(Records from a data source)
::::::

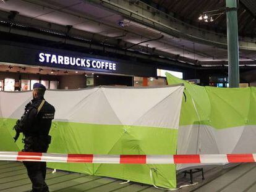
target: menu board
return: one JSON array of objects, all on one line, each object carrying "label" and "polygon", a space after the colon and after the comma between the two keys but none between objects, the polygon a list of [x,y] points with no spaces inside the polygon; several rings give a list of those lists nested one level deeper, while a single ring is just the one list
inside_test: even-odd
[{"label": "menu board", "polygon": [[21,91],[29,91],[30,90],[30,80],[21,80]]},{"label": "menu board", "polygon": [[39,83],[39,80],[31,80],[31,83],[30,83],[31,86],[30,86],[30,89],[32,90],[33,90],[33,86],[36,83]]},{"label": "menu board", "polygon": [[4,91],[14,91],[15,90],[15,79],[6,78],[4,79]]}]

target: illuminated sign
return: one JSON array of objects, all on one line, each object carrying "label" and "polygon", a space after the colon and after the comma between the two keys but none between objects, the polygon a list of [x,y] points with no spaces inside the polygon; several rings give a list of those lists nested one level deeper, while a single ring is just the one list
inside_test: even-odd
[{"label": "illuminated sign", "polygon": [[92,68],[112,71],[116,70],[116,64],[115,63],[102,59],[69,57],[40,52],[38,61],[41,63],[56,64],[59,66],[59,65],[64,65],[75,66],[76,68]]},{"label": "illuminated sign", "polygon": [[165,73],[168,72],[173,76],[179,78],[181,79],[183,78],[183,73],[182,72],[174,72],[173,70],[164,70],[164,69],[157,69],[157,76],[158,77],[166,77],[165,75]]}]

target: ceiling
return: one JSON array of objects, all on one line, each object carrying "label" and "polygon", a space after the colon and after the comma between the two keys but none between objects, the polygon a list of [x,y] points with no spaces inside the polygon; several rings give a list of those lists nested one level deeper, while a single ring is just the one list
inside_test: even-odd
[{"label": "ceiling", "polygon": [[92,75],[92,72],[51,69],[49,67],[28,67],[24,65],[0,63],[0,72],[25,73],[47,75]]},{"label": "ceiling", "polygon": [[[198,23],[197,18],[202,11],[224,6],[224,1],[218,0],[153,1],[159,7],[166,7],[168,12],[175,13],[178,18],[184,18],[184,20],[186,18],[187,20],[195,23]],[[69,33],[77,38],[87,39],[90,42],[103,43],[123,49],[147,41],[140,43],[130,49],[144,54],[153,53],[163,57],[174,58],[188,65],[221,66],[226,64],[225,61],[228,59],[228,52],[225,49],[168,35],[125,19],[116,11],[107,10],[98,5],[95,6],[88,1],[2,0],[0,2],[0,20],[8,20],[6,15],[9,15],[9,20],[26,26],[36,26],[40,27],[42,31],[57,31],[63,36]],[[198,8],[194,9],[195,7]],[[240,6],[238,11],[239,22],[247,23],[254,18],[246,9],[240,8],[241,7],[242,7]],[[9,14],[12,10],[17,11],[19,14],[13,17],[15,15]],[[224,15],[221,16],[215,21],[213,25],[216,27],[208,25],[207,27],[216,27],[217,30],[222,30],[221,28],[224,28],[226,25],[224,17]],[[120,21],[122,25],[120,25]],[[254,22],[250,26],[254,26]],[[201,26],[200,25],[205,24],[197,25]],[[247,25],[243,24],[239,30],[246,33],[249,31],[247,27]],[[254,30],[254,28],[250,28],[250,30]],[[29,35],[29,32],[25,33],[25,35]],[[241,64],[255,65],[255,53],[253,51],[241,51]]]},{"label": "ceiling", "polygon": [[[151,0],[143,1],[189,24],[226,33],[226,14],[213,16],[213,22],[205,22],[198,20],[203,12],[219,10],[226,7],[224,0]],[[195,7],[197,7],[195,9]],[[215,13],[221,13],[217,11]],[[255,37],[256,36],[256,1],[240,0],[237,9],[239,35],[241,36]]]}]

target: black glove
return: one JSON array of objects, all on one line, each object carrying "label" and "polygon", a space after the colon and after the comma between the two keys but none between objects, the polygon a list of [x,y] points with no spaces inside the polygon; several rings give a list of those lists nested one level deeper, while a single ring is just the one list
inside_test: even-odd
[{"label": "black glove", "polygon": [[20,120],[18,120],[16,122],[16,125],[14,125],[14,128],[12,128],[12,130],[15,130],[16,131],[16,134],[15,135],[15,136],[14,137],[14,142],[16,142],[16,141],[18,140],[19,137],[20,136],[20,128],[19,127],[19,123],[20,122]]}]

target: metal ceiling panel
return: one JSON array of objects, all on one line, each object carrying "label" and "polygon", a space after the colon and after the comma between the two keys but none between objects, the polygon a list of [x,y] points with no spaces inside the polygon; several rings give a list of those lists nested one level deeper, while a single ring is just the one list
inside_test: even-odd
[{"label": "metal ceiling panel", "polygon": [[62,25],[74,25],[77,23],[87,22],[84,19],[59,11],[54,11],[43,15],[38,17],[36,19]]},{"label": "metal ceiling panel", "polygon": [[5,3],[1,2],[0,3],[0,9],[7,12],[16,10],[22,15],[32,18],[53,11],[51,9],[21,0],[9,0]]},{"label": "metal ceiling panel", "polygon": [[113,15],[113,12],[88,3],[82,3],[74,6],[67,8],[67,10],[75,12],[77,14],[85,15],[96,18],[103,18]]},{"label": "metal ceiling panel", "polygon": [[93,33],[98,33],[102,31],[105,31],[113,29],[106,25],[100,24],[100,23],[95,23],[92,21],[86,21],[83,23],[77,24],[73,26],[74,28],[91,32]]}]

::::::

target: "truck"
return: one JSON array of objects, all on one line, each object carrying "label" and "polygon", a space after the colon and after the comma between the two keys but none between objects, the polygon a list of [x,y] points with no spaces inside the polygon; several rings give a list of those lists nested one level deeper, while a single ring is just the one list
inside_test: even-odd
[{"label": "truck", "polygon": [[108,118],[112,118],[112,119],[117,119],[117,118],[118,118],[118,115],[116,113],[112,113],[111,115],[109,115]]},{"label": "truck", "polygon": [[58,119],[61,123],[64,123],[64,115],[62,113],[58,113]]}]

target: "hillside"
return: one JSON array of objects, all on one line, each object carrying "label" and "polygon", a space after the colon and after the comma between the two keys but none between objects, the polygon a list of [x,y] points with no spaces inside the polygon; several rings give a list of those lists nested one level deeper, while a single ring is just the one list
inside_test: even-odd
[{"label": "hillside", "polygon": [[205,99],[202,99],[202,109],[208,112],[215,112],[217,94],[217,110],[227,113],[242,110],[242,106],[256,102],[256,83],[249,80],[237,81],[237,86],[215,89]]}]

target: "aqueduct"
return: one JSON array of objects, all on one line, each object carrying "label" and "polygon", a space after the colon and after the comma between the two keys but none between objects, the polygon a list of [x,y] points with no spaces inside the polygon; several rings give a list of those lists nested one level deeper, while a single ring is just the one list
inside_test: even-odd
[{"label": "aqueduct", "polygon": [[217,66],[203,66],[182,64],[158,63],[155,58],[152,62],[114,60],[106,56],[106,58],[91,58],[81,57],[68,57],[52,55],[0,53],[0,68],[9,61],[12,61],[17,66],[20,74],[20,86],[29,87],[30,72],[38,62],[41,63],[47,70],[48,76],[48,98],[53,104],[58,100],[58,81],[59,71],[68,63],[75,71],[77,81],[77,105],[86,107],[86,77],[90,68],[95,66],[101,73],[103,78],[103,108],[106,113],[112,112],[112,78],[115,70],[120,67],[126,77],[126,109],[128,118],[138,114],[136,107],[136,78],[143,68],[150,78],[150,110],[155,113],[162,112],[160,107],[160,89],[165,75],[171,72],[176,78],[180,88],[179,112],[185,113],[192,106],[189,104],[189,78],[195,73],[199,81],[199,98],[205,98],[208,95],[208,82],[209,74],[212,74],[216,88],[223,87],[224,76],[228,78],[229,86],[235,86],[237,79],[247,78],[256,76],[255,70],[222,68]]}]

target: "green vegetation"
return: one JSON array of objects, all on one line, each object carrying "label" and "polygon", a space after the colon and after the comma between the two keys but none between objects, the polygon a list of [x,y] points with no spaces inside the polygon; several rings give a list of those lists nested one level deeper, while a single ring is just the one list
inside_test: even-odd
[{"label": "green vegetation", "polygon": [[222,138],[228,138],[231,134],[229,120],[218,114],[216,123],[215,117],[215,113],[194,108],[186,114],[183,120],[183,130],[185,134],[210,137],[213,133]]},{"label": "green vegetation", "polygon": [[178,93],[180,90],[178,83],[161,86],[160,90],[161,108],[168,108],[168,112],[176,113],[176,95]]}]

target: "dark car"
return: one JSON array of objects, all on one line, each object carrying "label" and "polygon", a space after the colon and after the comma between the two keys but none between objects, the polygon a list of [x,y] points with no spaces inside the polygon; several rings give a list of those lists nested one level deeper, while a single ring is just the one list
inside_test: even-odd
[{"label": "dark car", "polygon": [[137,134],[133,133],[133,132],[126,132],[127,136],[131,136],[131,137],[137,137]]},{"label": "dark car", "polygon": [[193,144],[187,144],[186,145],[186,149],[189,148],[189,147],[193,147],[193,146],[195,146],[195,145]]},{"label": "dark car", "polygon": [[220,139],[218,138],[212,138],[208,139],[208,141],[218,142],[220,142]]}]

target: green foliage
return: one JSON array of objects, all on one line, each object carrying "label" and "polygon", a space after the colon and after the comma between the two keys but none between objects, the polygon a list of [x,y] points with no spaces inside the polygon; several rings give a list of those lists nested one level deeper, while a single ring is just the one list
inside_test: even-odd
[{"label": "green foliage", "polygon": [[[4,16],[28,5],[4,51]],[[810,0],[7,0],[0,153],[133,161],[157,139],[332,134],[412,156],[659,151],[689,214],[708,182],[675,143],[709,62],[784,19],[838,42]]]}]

::::::

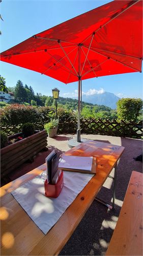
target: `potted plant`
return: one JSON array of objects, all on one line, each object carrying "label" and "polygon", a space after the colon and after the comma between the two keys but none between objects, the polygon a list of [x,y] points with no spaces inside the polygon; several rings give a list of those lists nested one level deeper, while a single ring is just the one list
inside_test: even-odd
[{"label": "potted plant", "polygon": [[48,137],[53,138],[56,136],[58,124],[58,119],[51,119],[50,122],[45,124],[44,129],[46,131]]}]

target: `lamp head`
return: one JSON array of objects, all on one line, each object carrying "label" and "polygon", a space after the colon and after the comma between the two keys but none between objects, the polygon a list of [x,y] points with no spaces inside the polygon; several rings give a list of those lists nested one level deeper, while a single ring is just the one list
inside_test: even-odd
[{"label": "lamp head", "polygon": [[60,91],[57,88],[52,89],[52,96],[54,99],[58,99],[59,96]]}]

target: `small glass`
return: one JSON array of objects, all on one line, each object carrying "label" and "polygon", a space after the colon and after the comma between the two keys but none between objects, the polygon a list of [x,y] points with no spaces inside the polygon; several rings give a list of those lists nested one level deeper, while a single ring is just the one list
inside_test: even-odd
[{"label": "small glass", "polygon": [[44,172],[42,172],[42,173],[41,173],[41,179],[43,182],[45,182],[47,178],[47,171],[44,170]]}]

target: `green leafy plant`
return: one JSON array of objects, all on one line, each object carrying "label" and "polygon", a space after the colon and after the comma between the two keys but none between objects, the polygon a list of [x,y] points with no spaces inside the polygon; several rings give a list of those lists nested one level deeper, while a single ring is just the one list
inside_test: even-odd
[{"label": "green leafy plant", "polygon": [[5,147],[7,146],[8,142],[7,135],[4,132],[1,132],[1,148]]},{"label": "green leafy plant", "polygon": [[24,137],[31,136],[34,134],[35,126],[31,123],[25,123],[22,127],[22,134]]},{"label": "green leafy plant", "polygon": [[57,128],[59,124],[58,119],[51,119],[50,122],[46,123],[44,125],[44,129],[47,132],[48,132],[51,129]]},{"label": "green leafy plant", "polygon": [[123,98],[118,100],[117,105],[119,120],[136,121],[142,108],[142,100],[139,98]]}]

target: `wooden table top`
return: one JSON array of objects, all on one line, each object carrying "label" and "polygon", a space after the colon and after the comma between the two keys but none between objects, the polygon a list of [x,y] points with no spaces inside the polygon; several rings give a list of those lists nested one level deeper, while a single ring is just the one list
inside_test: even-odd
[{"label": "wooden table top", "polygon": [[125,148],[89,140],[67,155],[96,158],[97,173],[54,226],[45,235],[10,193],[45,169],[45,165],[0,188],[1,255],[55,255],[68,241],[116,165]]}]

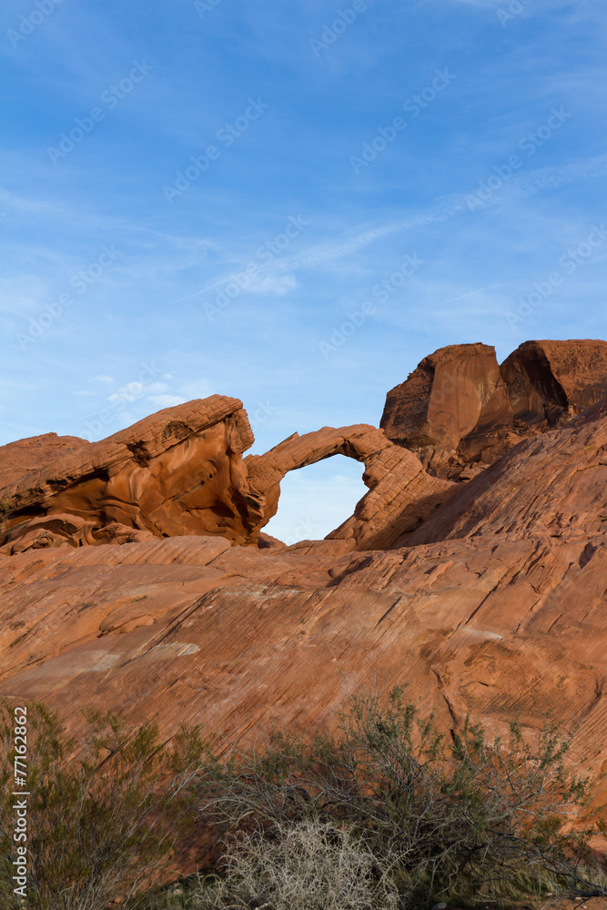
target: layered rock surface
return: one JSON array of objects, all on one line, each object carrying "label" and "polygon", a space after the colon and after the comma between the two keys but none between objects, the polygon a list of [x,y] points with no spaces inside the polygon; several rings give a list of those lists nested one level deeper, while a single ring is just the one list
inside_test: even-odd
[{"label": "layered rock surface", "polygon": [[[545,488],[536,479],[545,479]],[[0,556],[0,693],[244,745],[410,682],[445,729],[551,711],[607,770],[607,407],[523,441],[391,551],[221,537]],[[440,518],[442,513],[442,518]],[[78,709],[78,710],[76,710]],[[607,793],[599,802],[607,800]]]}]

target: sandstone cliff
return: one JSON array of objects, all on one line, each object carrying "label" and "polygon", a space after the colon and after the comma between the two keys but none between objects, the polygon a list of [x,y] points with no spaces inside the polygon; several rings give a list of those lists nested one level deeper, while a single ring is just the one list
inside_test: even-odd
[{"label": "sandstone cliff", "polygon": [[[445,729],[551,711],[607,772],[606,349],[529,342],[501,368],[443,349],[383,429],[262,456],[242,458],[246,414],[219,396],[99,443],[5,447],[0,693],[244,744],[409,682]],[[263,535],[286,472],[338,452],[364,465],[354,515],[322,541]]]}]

::::::

## Written task
Count how many lines in the items above contain the string "plant", treating capital and lowercase letters as different. Reply with the number alone.

## Problem solution
4